>> Begin

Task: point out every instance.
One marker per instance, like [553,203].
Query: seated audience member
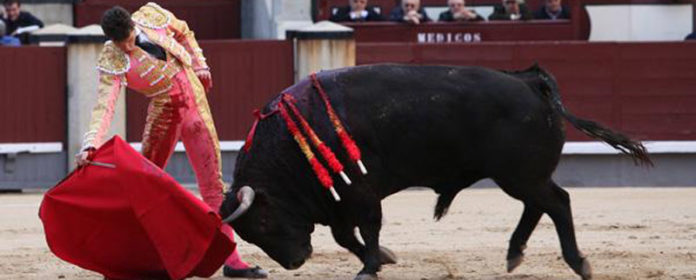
[409,11]
[458,12]
[7,40]
[511,10]
[19,22]
[691,36]
[552,9]
[357,11]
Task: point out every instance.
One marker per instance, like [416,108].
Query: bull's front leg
[369,230]
[345,236]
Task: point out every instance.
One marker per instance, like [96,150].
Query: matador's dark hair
[117,24]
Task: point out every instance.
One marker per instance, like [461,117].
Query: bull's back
[426,125]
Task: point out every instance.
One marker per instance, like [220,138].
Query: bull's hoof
[586,270]
[515,262]
[366,276]
[583,269]
[386,256]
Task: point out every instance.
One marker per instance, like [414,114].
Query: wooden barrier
[325,7]
[33,94]
[647,90]
[246,75]
[210,19]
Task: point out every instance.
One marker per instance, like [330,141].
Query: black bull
[435,126]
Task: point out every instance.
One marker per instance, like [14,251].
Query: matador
[157,55]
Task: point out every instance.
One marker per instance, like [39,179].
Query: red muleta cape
[132,221]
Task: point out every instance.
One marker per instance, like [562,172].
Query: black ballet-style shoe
[251,272]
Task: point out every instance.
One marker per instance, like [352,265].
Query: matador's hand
[84,157]
[206,79]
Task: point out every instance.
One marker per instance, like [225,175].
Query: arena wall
[645,90]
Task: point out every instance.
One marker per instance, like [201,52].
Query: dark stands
[211,19]
[470,32]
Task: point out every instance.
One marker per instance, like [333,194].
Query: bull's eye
[263,225]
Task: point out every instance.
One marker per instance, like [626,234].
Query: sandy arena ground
[628,233]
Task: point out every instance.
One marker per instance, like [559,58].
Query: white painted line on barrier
[34,148]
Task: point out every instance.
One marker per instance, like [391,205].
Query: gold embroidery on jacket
[113,60]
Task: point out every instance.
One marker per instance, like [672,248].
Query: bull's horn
[246,197]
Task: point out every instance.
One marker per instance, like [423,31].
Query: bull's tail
[595,130]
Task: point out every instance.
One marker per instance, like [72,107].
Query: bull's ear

>> End

WRITTEN PROBLEM –
Without the pictures, extract every entry verbatim.

CORRECT ANSWER –
Task: point out every instance.
One marker per instance, like [553,203].
Query: seated audience member
[409,11]
[458,12]
[7,40]
[511,10]
[19,22]
[691,36]
[552,9]
[357,11]
Task: point out every instance.
One marker per instance, like [416,108].
Query: bull's front leg
[369,230]
[345,236]
Task: point out every instance.
One marker per instance, like [96,150].
Query: matador's dark hair
[117,24]
Task: point out every instance.
One marker per instance, like [461,117].
Query: bull's back
[426,125]
Task: point out every instance.
One marker per instance, like [220,138].
Query: bull's hoof
[586,270]
[515,262]
[366,276]
[583,269]
[386,256]
Task: point out every instance.
One marker per instance, like [414,114].
Query: wooden barrier
[325,7]
[33,94]
[647,90]
[246,75]
[210,19]
Task: point out every instance.
One marker per instance, like [330,141].
Query: black bull
[435,126]
Task: point out every instance.
One marker per instance, like [14,251].
Query: matador
[157,55]
Task: point out every instance.
One marker per instance, like [39,179].
Query: red muleta cape
[132,221]
Task: point out every instance.
One marker per instance, like [562,172].
Query: black ballet-style shoe
[251,272]
Task: point out every instance.
One marker per instance, like [352,265].
Query: matador's hand
[84,157]
[206,79]
Task: point out every instance.
One marker per instance, like [225,175].
Query: arena wall
[645,90]
Task: point out every instance.
One marker per instance, like [201,52].
Query: dark stands
[211,19]
[470,32]
Task: point out every instance.
One marker per instance, like [333,194].
Query: bull's eye
[263,225]
Task: point out every instance.
One marker per instance, like [626,234].
Query: sandy arena ground
[628,233]
Task: point out every instance.
One marker per instance, like [559,58].
Query: white painted line on barrier
[34,148]
Task: point out every instance.
One marker per instance, like [391,205].
Query: gold embroidery on jacket
[113,60]
Task: point out every instance.
One marker per instance, like [672,248].
Query: bull's horn
[246,197]
Task: point out every instance.
One marker per instance, like [423,31].
Query: bull's tail
[595,130]
Task: point out every instance.
One marker per instance, like [72,107].
Query: bull's ear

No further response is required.